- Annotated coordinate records
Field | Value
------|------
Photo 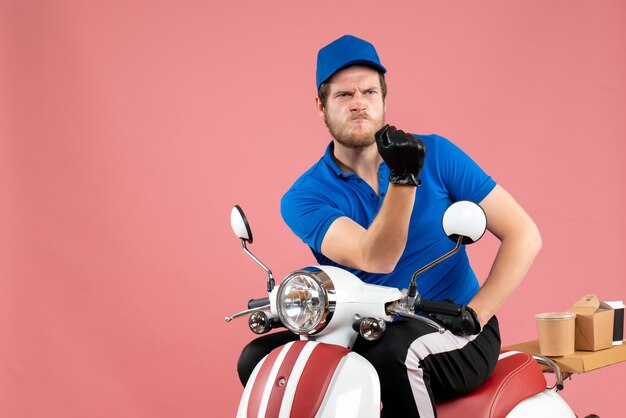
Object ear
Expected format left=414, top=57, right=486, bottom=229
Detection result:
left=315, top=96, right=324, bottom=119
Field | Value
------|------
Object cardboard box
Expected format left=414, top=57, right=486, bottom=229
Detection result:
left=502, top=340, right=626, bottom=373
left=568, top=294, right=614, bottom=351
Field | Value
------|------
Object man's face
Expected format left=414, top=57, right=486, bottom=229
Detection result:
left=317, top=66, right=385, bottom=149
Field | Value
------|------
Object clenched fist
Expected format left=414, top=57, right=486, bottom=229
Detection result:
left=374, top=125, right=426, bottom=186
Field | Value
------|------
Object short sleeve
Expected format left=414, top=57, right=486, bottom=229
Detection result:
left=280, top=187, right=345, bottom=254
left=426, top=136, right=496, bottom=203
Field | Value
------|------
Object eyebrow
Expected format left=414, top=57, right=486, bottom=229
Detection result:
left=333, top=86, right=380, bottom=96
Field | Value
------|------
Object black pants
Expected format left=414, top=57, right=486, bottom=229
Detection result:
left=237, top=317, right=500, bottom=418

- GIVEN PROBLEM
Lay out all of the data above as a numbered list with one line per entry, skipping any blank lines. Leave the pictures out of your answer.

- TASK SOLUTION
1. Field | Value
2. ------|------
3. Photo 
4. Object ear
5. Expected format left=414, top=57, right=486, bottom=229
6. Detection result:
7. left=315, top=96, right=324, bottom=119
8. Field | Value
9. ------|------
10. Object cardboard box
11. Expected format left=414, top=57, right=486, bottom=229
12. Detection result:
13. left=502, top=340, right=626, bottom=373
14. left=568, top=294, right=614, bottom=351
15. Field | Value
16. ------|------
17. Object man's face
18. Expected format left=414, top=57, right=486, bottom=229
19. Detection result:
20. left=317, top=66, right=385, bottom=149
21. Field | Value
22. ------|------
23. Object clenched fist
24. Expected format left=414, top=57, right=486, bottom=229
25. Detection result:
26. left=374, top=125, right=426, bottom=186
27. Field | Value
28. ------|------
29. Object short sleeve
30. Expected format left=414, top=57, right=486, bottom=229
31. Detection result:
32. left=280, top=187, right=345, bottom=254
33. left=426, top=136, right=496, bottom=203
34. Field | Value
35. ------|------
36. Object eyebrow
37. Expected format left=414, top=57, right=486, bottom=229
38. Detection result:
39. left=333, top=86, right=380, bottom=96
40. Field | Value
41. ------|------
42. Object black pants
43. Expected format left=414, top=57, right=486, bottom=229
44. Detection result:
45. left=237, top=317, right=500, bottom=418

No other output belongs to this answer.